**Data for review:**
<<<<
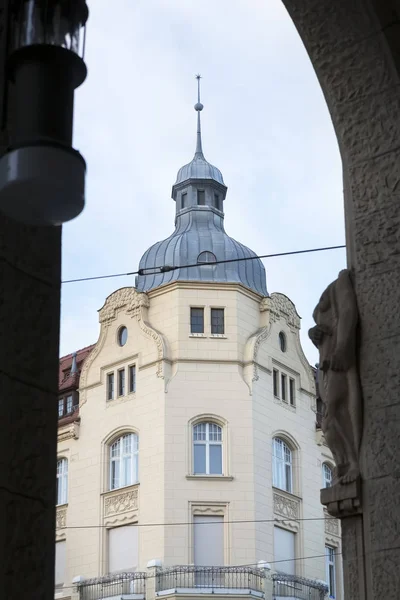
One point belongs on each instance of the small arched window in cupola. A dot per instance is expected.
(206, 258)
>>>>
<<<<
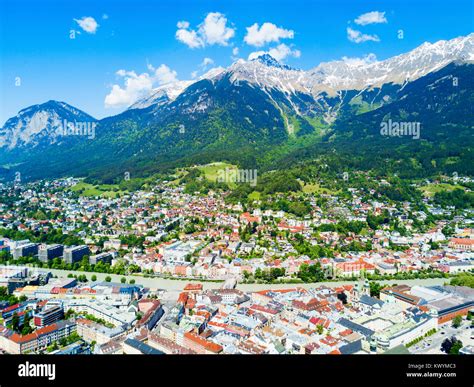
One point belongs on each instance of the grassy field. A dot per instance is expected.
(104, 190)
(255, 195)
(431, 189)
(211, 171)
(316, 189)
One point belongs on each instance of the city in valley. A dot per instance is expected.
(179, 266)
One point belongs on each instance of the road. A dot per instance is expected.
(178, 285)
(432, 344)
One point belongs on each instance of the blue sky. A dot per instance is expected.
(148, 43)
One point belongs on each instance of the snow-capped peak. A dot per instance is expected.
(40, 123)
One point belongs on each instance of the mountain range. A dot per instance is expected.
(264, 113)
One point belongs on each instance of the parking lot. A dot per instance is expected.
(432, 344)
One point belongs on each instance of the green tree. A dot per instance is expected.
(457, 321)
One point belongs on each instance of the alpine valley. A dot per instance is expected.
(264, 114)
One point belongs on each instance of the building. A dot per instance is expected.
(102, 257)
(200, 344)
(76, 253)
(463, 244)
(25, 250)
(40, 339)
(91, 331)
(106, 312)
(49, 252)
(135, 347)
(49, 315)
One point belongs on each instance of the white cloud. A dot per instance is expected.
>>>>
**Work order:** Would you retype the lines above from the one with "One point belongs on each instance of the mountain" down to the one with "One point belongs on each instance of the white", word for word, both ends included and no other lines?

**Exercise result:**
One point belongs on each instance of the mountain range. A dot per instance is expected.
(264, 113)
One point belongs on each instance of the parking lot. A dot per instance is expected.
(432, 344)
One point belongs on each instance of the green tree. A dot per instance is expected.
(457, 321)
One point belongs on each instance of the alpine valley. A dot per instance is expected.
(264, 114)
One point belongs on each instance of the building. A dot per instance is expected.
(102, 257)
(200, 344)
(76, 253)
(463, 244)
(25, 250)
(40, 339)
(91, 331)
(106, 312)
(49, 252)
(135, 347)
(49, 315)
One point belongs on each instance of the white cloud. A dot per instance is expected.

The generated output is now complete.